▶ _課題内容_
以下の、家づくりと自分らしい豊かさについての抜粋本文を、最後の一文のあとから書き継いでください。

▶ _抜粋本文_
____________
いろんな役割を脇に置き、優しく自分と向き合う時間や場所をつくること。そんな時間や場所を通じて、自分にとっての豊かさを知ること。
あなたらしい豊かさをテーマにおくことから、本当の家づくりははじまるのかもしれません。
Editor’s Voice
-
受付が始まるや否や、時間の流れがゆっくりになり、昔ながらの暮らしにタイムスリップしていくような不思議な感覚を得た。植物染めの装いに身を包み、髪をひとつに編んだ美也子さんが、丁寧に会釈をし、飲み物を淹れてくれる。その佇まい、空気感から、彼女の人生の奥にあるものに触れて、それだけでもう、なんだかここに来てよかった、と思えた。森と対話して、構想を練り、4年をかけたというこの場所。この森と、ここに関わった人たちの、真摯に積み上げてきた人生の奥行きが、確かに表現されているように思えた。
Maya Mizuta (writer)
____________
▶ _提供データ_
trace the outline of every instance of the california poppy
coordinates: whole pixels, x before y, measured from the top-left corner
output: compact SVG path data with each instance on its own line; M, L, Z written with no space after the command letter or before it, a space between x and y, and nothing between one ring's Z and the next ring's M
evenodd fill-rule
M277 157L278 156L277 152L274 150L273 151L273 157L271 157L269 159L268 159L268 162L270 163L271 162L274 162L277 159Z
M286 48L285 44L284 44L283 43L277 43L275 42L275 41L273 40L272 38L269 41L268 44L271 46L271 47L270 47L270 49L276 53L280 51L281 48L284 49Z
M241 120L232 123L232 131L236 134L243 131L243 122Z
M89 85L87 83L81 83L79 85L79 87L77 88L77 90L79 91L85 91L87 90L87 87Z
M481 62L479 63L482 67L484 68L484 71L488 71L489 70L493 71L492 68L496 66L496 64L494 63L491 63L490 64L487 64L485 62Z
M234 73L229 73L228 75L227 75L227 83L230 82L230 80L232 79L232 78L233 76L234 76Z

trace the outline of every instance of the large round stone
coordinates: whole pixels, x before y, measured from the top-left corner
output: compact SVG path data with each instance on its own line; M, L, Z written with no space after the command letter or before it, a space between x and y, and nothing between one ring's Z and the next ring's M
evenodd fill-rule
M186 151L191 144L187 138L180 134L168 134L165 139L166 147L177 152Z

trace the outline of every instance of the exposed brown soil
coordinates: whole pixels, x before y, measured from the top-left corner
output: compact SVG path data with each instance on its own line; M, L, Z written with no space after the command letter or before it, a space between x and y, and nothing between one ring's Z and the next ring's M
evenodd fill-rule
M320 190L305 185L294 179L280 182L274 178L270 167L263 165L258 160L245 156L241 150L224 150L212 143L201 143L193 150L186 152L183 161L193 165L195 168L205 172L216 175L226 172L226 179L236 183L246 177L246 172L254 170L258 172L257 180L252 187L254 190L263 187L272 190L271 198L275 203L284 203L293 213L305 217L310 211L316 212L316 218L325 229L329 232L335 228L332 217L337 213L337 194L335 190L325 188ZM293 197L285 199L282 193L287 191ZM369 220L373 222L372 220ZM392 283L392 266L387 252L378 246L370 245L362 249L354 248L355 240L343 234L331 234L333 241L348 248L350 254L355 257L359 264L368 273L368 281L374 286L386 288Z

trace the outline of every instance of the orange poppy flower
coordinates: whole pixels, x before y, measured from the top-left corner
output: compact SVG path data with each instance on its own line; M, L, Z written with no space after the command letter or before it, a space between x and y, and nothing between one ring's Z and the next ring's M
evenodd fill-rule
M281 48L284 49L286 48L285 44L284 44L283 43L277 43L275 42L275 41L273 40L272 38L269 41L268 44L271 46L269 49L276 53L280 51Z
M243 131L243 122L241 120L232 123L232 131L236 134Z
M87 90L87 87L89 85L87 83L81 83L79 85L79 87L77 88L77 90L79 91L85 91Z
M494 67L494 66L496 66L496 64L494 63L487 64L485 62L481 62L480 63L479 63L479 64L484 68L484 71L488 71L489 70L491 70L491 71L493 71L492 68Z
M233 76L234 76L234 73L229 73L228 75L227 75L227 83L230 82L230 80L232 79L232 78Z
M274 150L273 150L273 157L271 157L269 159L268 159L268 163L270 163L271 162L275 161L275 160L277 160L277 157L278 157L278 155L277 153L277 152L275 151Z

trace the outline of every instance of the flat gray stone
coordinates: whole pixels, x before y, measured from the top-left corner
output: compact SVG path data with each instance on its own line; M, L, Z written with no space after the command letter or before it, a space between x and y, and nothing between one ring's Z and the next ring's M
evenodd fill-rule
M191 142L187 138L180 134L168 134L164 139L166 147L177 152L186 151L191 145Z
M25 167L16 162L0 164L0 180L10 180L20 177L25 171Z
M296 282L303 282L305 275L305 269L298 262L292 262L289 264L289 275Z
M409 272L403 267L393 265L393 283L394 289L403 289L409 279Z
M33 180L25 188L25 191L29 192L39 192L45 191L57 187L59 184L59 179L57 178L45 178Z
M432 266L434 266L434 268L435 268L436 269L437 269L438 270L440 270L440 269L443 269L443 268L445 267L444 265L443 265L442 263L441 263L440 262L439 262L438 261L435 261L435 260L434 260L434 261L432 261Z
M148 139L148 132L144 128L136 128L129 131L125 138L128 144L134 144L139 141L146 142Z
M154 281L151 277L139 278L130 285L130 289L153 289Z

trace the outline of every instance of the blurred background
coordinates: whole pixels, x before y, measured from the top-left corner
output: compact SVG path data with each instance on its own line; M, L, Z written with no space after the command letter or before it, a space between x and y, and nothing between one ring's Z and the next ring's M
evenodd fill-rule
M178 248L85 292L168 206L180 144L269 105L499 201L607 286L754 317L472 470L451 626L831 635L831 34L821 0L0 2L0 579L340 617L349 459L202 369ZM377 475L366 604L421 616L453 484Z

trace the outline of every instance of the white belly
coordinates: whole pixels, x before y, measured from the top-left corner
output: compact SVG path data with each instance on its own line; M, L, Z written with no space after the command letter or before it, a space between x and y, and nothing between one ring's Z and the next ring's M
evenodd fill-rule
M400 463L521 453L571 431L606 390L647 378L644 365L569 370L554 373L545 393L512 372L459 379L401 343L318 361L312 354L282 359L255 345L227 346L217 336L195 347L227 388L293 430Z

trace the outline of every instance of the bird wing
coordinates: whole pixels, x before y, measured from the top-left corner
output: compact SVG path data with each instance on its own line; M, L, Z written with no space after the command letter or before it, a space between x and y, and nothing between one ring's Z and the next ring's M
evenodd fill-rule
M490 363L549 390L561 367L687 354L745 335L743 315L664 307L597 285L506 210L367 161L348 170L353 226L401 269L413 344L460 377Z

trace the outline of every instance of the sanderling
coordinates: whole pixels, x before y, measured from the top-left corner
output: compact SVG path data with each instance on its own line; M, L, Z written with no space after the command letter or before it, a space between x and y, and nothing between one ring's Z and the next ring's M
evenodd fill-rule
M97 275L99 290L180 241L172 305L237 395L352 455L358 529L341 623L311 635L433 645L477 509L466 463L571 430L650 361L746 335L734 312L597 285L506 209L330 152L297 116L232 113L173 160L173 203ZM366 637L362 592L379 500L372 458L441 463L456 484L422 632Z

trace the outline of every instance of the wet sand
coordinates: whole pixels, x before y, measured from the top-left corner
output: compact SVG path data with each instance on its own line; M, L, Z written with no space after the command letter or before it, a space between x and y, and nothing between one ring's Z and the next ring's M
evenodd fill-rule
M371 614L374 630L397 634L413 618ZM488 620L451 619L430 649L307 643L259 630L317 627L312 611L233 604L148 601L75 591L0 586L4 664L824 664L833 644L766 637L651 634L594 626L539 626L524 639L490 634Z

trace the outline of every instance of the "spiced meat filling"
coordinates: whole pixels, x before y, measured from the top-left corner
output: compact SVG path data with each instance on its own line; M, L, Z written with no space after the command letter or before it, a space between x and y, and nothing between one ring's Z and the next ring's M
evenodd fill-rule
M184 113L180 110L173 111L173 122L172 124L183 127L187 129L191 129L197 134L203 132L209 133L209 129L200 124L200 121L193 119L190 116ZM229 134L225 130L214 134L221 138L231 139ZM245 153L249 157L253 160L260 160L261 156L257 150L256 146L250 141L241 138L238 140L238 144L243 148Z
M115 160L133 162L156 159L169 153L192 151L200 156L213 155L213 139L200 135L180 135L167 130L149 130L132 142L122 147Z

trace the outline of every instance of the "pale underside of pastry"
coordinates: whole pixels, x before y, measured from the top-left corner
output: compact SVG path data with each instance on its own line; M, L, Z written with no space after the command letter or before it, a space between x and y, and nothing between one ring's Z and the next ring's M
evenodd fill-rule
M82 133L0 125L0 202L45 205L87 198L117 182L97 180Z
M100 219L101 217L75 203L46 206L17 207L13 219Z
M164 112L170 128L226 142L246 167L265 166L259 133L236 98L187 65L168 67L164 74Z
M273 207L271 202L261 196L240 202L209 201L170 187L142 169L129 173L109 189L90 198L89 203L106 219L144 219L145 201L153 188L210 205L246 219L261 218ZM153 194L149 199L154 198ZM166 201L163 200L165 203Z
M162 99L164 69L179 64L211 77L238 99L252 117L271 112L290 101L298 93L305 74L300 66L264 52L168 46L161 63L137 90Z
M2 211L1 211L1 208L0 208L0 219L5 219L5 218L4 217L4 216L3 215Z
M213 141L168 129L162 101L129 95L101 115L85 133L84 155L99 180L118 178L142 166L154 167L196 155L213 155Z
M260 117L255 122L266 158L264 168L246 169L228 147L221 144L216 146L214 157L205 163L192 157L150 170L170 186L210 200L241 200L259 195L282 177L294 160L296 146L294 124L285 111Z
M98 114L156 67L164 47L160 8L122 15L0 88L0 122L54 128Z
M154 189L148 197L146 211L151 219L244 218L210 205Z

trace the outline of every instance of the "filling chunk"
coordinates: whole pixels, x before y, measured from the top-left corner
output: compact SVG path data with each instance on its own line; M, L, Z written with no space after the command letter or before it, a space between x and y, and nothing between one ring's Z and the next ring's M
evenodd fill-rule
____________
▶ _回答_
-
取材の後で「路の棟」の窓を開け放って、風に吹かれながら外を眺める美也子さんの表情、その横に並んで眺めた景色が忘れられない。私たちはもちろん、建物も、周りにいる草木も、皆一つになってこの景色を眺めているような、なんとも言えないあの感覚も忘れられない。もしこの先人生に悩むことがあったら、その時必ずここを訪れたい。そう思える宿に初めて出会った。
Chiaki Miyazawa (yado)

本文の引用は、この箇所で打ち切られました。